-------- DADOS DE ENTRADA
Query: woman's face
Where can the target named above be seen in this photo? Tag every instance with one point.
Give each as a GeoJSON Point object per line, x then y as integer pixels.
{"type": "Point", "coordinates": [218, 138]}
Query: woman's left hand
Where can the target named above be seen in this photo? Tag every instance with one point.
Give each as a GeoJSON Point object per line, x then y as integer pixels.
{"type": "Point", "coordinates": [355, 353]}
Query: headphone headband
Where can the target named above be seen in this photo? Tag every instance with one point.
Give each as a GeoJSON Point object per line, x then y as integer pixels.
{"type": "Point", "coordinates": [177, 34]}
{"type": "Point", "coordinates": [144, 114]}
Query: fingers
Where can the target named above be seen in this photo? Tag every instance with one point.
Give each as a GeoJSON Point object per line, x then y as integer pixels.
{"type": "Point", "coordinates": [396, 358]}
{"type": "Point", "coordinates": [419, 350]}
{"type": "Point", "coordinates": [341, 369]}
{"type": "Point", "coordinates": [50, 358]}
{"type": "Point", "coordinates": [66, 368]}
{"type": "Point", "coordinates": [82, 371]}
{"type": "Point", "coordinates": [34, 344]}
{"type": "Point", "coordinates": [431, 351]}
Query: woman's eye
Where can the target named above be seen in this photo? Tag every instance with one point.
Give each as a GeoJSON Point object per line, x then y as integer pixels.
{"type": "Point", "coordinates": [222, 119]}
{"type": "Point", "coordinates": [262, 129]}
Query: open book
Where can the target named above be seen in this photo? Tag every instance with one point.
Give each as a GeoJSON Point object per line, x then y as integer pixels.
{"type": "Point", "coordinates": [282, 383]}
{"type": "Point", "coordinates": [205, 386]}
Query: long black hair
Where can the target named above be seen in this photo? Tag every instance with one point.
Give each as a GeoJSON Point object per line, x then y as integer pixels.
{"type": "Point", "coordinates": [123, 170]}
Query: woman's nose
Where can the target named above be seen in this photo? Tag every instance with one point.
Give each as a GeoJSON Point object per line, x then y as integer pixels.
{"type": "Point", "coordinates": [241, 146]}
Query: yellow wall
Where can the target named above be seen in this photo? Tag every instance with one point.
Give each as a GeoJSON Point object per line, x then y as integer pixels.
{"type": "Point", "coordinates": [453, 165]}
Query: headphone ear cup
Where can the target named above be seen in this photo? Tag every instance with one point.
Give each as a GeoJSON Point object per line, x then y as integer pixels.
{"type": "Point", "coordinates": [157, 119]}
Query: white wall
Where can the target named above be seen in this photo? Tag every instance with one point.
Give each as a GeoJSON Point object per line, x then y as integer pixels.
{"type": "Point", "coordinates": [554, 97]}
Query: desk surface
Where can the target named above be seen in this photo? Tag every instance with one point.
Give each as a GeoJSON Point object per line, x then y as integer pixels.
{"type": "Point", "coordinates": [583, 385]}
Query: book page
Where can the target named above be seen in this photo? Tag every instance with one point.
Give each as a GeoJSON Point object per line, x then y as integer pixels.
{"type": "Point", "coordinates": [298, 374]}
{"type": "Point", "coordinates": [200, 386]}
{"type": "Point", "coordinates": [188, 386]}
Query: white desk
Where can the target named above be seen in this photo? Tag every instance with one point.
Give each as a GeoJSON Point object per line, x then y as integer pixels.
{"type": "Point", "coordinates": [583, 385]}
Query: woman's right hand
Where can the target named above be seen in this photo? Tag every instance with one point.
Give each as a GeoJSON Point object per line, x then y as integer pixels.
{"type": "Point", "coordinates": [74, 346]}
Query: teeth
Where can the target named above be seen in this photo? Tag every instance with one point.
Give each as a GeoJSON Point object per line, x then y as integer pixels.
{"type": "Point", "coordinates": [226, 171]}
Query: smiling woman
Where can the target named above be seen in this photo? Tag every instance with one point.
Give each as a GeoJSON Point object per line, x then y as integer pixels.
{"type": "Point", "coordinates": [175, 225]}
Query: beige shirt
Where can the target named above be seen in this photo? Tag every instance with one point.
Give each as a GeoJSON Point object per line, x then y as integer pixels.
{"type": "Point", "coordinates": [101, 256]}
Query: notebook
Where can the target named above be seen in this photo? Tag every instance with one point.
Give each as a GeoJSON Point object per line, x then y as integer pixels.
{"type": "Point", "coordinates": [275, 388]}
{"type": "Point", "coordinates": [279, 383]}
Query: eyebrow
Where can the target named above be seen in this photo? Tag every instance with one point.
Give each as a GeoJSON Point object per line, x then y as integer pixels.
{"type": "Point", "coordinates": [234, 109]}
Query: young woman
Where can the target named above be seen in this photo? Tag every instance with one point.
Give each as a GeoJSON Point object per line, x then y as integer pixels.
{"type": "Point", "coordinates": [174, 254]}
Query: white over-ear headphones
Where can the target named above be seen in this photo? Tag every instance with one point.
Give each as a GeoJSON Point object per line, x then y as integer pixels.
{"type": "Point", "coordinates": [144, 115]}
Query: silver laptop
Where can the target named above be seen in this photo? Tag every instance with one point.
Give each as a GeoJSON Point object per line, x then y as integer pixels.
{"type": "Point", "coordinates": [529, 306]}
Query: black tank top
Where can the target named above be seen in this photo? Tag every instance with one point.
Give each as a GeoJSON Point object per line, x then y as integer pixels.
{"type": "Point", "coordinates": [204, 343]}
----------------
-------- DADOS DE ENTRADA
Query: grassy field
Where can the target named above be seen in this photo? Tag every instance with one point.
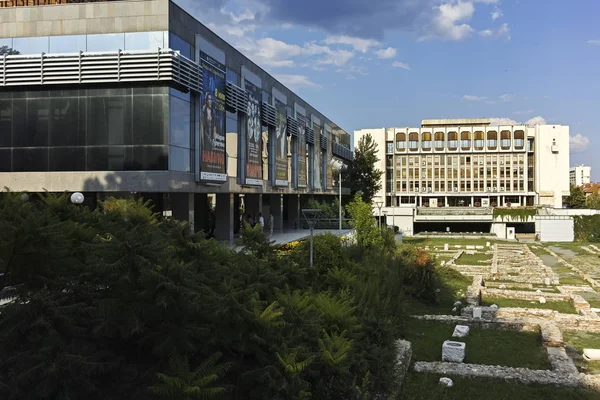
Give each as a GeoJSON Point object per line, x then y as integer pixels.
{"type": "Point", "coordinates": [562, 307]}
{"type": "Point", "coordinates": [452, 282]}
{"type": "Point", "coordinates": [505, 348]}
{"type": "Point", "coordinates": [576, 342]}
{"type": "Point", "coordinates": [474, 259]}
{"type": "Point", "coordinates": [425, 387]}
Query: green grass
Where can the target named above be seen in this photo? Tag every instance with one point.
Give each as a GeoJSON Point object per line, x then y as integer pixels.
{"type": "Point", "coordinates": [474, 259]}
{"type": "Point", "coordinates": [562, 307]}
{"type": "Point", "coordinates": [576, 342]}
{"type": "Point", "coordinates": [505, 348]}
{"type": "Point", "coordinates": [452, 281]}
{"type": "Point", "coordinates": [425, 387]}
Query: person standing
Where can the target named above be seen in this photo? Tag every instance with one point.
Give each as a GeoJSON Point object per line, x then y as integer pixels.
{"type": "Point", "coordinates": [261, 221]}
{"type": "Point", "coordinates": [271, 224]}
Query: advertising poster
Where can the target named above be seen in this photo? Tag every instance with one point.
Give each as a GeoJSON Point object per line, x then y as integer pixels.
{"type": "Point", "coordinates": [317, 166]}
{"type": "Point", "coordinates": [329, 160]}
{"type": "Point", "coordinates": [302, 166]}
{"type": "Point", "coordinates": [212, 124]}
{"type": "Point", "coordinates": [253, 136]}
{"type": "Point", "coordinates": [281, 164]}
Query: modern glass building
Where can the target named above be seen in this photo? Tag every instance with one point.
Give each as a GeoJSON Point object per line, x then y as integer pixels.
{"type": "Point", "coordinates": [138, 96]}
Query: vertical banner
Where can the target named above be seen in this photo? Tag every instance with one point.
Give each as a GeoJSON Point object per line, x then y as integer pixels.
----------------
Por favor, selecione nos dados todas as linhas que contêm a palavra "white".

:: RESPOSTA DA TAREFA ::
Query: white wall
Query: white desk
Query: white over-ear headphones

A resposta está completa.